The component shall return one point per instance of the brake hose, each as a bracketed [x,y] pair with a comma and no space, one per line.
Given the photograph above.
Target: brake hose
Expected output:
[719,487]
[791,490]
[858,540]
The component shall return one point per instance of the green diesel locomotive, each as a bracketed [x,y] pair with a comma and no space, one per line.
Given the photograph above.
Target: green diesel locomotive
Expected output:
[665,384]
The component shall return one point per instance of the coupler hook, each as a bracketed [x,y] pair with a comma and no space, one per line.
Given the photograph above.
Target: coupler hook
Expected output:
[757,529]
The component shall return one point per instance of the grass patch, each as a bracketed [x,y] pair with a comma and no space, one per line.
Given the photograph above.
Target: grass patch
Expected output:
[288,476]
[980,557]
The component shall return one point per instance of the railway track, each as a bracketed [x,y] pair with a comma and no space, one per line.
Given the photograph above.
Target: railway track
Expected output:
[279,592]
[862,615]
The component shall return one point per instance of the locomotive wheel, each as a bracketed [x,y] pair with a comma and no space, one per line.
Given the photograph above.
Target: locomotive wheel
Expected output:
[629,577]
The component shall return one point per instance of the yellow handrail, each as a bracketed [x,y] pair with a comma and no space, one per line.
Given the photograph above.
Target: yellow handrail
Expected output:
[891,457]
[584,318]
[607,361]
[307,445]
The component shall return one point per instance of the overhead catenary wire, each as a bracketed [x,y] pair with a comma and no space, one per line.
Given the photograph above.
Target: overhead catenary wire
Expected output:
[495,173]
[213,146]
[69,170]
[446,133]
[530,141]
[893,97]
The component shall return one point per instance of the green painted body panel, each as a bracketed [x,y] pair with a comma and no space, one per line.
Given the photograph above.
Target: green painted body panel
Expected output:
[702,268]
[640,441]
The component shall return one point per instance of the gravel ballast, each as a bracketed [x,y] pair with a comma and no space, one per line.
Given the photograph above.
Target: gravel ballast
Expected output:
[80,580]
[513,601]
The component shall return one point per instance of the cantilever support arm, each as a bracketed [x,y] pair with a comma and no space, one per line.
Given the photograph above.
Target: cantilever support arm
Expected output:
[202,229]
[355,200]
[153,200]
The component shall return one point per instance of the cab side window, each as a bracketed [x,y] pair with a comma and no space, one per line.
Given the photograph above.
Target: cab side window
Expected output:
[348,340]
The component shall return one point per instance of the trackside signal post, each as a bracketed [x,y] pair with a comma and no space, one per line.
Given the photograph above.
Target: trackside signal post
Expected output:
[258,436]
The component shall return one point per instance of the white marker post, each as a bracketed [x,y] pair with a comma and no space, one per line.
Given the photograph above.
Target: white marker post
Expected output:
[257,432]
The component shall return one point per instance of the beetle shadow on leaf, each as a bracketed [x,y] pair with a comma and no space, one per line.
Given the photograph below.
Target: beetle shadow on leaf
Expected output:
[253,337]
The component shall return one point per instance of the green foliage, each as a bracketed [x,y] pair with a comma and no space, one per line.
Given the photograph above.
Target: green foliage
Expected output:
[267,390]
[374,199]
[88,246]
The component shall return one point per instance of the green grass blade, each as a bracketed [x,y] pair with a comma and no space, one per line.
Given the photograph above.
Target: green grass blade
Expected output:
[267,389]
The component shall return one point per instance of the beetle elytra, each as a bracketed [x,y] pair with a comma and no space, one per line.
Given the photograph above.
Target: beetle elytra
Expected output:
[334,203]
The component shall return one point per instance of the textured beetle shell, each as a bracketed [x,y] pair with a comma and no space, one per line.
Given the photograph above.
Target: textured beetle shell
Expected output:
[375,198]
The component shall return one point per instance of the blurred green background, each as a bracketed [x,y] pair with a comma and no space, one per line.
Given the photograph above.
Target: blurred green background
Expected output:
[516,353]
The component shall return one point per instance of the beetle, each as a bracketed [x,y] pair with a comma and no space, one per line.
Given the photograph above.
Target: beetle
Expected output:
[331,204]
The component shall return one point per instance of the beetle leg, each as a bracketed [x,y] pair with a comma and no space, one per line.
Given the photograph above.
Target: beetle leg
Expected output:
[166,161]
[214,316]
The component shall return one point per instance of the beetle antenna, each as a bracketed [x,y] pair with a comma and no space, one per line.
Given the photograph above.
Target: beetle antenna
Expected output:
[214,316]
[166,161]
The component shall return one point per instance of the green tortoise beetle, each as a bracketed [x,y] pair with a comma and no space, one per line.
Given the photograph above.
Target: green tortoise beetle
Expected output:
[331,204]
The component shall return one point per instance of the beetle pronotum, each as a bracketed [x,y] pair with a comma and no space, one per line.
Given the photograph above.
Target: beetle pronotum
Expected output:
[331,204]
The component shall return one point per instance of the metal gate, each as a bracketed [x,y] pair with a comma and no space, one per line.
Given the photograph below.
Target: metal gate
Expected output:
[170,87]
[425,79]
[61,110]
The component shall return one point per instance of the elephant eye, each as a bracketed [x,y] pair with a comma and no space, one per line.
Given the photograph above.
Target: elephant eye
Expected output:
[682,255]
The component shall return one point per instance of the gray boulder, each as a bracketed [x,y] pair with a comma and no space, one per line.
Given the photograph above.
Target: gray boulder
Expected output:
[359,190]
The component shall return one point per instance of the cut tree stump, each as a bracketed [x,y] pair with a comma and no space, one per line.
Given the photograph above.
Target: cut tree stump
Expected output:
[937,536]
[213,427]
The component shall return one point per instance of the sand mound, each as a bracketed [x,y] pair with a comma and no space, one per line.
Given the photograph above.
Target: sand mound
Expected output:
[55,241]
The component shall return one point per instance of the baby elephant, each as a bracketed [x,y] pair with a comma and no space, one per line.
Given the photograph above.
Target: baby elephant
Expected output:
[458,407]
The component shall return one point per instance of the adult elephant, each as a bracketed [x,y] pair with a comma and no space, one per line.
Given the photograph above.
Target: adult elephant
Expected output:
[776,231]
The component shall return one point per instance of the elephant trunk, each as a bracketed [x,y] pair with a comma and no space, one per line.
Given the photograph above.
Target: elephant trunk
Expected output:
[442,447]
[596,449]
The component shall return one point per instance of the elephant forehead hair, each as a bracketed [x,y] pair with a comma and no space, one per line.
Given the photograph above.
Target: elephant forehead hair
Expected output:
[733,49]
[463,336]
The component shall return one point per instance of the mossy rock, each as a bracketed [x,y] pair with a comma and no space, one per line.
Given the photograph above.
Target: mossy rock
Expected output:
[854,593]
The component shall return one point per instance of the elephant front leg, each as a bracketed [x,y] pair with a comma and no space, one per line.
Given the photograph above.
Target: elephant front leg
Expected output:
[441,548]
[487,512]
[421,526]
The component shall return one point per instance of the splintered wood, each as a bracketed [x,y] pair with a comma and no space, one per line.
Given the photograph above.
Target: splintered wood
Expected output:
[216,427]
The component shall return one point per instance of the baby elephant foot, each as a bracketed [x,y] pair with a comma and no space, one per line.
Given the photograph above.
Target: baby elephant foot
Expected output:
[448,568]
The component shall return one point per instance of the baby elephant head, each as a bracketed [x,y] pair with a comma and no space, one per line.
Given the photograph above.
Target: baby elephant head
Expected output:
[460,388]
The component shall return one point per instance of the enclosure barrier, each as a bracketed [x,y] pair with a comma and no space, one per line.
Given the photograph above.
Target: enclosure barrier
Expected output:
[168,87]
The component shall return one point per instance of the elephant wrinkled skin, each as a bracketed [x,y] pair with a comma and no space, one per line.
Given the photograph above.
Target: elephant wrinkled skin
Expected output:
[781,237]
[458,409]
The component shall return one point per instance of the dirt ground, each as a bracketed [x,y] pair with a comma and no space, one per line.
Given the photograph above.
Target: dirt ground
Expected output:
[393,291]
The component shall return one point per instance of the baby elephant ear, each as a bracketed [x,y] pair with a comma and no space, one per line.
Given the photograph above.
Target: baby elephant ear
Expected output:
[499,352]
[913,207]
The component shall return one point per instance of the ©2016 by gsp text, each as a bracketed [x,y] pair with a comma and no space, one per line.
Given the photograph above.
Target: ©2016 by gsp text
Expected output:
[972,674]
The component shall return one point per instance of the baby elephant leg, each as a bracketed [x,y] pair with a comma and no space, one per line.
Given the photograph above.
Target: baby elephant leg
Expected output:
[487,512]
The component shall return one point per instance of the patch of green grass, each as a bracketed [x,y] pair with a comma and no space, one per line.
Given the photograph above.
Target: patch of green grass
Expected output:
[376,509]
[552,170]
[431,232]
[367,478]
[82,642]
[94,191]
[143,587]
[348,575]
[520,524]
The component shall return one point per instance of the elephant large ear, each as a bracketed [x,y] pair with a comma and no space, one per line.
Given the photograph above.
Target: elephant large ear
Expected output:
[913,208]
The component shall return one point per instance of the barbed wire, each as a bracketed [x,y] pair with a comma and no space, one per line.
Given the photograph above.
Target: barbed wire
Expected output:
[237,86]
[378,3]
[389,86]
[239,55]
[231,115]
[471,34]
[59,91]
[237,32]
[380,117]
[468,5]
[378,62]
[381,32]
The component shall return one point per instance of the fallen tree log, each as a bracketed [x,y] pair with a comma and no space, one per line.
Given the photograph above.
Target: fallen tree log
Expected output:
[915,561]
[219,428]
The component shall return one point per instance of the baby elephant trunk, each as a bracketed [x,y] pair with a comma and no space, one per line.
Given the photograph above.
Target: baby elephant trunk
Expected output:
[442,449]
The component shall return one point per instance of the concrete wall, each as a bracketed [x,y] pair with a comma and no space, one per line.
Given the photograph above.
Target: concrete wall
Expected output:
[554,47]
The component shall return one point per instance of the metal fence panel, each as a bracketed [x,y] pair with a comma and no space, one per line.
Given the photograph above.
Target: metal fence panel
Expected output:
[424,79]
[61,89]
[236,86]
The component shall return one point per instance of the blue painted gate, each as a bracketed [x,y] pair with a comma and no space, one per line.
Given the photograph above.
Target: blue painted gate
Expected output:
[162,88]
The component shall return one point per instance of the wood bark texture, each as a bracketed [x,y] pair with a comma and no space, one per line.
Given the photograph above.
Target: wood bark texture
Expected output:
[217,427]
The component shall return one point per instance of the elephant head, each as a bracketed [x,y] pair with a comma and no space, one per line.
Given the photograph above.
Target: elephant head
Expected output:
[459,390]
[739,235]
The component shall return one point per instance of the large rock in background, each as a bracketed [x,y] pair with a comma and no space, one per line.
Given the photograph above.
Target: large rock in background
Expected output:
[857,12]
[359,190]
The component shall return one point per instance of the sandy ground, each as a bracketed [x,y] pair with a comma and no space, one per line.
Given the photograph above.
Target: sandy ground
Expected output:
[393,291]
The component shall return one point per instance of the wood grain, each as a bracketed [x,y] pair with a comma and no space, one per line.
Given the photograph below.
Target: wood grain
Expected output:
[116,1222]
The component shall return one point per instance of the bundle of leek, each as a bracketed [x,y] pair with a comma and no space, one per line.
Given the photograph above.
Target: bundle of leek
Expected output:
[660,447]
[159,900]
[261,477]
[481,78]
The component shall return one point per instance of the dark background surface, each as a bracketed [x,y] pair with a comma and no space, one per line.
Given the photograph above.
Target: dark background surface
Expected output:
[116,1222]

## Exercise objective
Reproduce exactly the line that holds "wood grain, each", then every line after it, ending with the final line of the records above.

## Result for this exercise
The component shall return one point per instance of the wood grain, each as a bracketed [x,y] pair with a comma and no space, one per line.
Given the photograph below.
Target: wood grain
Expected output:
[116,1222]
The component shall return one point per instance of the bundle of leek, each as a bracketed [x,y] pair with a comma and no space, one per line.
Given the photograph above.
Target: bundle of leek
Expected output:
[660,447]
[159,900]
[261,477]
[481,78]
The component shall return one point per instance of the dark background surface, each as a bracketed [x,y] pair with a comma and no space, one per line.
Given the photograph above.
Target: dark background surface
Expected output:
[116,1222]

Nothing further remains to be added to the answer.